SET PROBLEM A >> Rewrite the passage of the fastlite readme starting with "pip install fastlite" and going on through "path.exists(): urlsave(url, path)", with "sample database" renamed to "example database".
SET PROBLEM B >>
Answer these from the fastlite readme:
(i) What command installs fastlite?
(ii) Which database property lists all tables?
(iii) Which table property gives its columns?
SET PROBLEM C >> In the fastlite readme, list every table fetched together in the example that grabs multiple tables at once.

SOURCE EXTRACT >>
/fastlite

A bit of extra usability for sqlite

Primary LanguageJupyter NotebookApache License 2.0Apache-2.0

fastlite

fastlite provides some little quality-of-life improvements for interactive use of the wonderful sqlite-utils library. It’s likely to be particularly of interest to folks using Jupyter.

Install

pip install fastlite

Overview

from sqlite_utils import Database
from fastlite import *
from fastcore.utils import *

We demonstrate fastlite‘s features here using the ’chinook’ sample database.

url = 'https://github.com/lerocha/chinook-database/raw/master/ChinookDatabase/DataSources/Chinook_Sqlite.sqlite'
path = Path('chinook.sqlite')
if not path.exists(): urlsave(url, path)

db = Database("chinook.sqlite")

Databases have a t property that lists all tables:

dt = db.t
dt
Album, Artist, Customer, Employee, Genre, Invoice, InvoiceLine, MediaType, Playlist, PlaylistTrack, Track

You can use this to grab a single table…:

artist = dt.Artist
artist
<Table Artist (ArtistId, Name)>

…or multiple tables at once:

dt['Artist','Album','Track','Genre','MediaType']
[<Table Artist (ArtistId, Name)>,
 <Table Album (AlbumId, Title, ArtistId)>,
 <Table Track (TrackId, Name, AlbumId, MediaTypeId, GenreId, Composer, Milliseconds, Bytes, UnitPrice)>,
 <Table Genre (GenreId, Name)>,
 <Table MediaType (MediaTypeId, Name)>]

It also provides auto-complete in Jupyter, IPython, and nearly any other interactive Python environment:

Column work in a similar way to tables, using the c property:

ac = artist.c
ac
ArtistId, Name

Auto-complete works for columns too:

Columns, tables, and view stringify in a format suitable for including in SQL statements. That means you can use auto-complete in f-strings.

SUPPLIED INFORMATION >>
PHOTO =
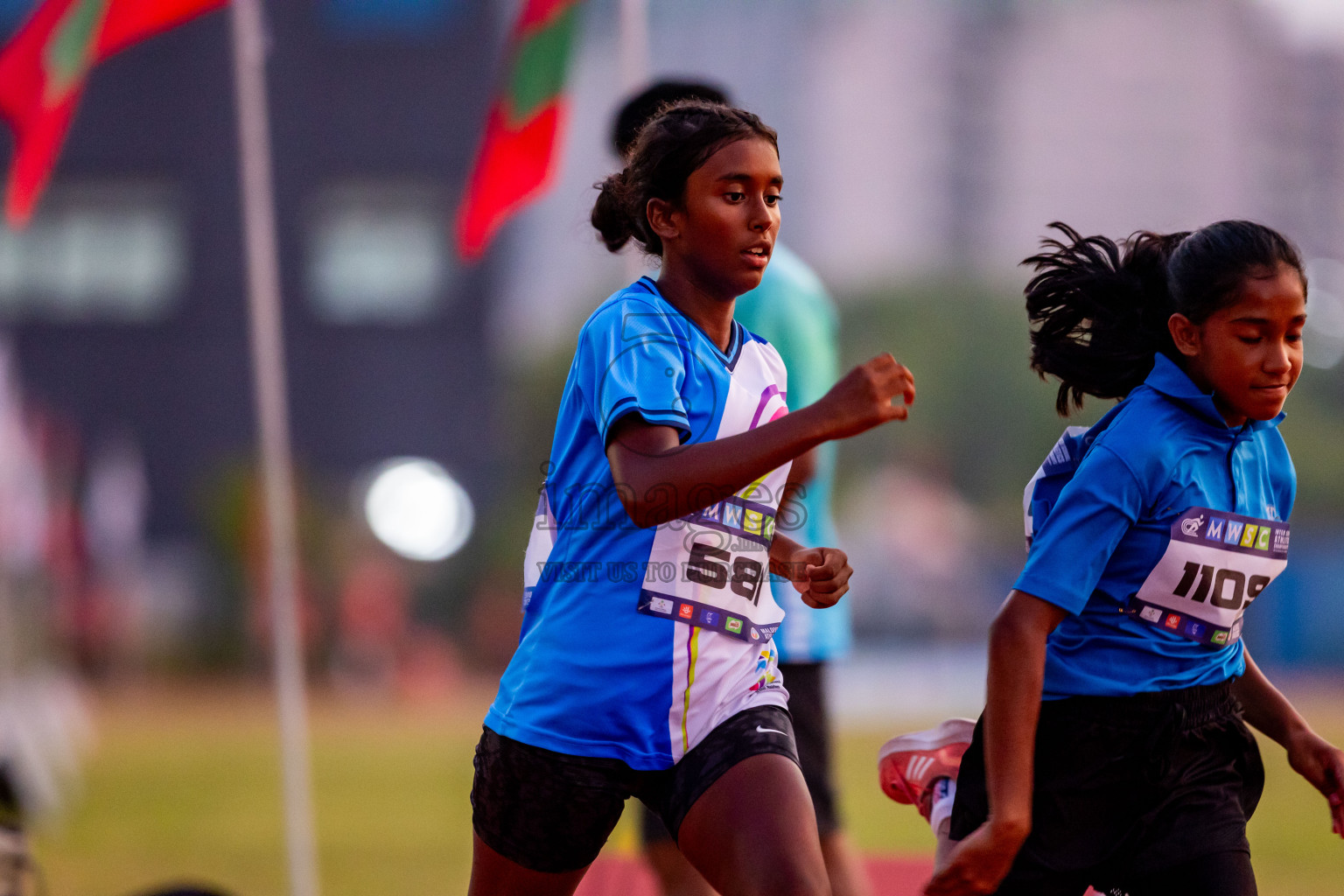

CORRECT ANSWER A >>
pip install fastlite

Overview

from sqlite_utils import Database
from fastlite import *
from fastcore.utils import *

We demonstrate fastlite‘s features here using the ’chinook’ example database.

url = 'https://github.com/lerocha/chinook-database/raw/master/ChinookDatabase/DataSources/Chinook_Sqlite.sqlite'
path = Path('chinook.sqlite')
if not path.exists(): urlsave(url, path)

CORRECT ANSWER B >>
(i) pip install fastlite
(ii) The t property
(iii) The c property

CORRECT ANSWER C >> Artist, Album, Track, Genre, MediaType